▶ AIM OF THE EXERCISE: Locate each line in the entries below that contains the word "white" and copy those lines out.

▶ INPUT:
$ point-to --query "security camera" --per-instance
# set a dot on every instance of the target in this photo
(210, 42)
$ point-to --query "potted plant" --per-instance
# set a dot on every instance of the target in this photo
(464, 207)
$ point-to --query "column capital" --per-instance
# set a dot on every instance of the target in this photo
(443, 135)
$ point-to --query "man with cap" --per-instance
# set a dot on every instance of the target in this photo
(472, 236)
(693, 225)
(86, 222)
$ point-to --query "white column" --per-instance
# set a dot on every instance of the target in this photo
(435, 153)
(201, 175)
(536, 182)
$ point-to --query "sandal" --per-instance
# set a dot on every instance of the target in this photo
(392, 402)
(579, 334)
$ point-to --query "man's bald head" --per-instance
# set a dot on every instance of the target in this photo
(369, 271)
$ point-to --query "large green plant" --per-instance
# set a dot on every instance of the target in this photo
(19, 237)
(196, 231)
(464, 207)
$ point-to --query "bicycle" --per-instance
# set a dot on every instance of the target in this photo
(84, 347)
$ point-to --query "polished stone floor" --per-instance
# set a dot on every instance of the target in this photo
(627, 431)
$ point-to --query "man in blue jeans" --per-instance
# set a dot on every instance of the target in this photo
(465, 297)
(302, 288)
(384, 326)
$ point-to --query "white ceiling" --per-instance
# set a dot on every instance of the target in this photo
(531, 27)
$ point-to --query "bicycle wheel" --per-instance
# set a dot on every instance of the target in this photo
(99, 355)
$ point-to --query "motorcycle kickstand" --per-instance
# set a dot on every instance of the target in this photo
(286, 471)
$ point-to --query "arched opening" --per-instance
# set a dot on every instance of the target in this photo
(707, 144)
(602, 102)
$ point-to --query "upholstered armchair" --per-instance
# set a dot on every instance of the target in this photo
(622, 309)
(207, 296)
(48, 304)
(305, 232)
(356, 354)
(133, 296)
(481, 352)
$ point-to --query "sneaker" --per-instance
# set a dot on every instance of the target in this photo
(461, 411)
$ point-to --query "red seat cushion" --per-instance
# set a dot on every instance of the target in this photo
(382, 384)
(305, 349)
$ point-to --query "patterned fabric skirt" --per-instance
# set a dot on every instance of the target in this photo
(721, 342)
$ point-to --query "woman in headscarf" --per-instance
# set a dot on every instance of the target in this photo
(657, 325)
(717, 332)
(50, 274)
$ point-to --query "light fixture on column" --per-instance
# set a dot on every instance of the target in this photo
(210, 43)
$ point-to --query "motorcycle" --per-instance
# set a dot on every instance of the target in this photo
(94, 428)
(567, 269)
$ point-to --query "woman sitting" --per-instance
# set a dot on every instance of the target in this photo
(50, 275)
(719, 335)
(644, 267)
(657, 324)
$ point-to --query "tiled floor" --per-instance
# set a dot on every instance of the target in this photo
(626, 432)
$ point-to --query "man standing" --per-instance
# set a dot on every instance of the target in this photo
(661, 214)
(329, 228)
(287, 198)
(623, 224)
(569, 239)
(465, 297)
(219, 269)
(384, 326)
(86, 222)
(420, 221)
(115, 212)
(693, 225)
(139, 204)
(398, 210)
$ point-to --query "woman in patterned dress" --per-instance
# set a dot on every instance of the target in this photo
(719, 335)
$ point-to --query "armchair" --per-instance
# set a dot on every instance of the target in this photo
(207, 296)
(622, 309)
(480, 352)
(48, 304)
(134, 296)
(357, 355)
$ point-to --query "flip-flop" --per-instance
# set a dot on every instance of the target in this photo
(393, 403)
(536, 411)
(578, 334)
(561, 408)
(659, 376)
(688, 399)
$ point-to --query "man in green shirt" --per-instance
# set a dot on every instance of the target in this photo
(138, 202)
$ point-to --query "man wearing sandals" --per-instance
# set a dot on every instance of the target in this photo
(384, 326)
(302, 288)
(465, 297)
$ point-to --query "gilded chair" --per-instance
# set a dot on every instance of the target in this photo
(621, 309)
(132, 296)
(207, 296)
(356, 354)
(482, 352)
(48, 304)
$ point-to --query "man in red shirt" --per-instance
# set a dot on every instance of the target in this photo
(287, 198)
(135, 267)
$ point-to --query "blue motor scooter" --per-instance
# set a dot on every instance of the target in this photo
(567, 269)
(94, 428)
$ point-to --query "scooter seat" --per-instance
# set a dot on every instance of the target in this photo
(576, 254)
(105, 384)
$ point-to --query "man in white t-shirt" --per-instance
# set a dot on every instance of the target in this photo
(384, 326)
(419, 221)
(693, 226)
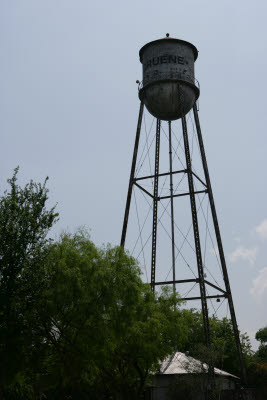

▶ ANSWER TO THE EXERCISE:
$ point-to --query "white column" --per-instance
$ point-to --query "white ceiling" --per-instance
$ point-to --query "man in white t-shirt" --per-instance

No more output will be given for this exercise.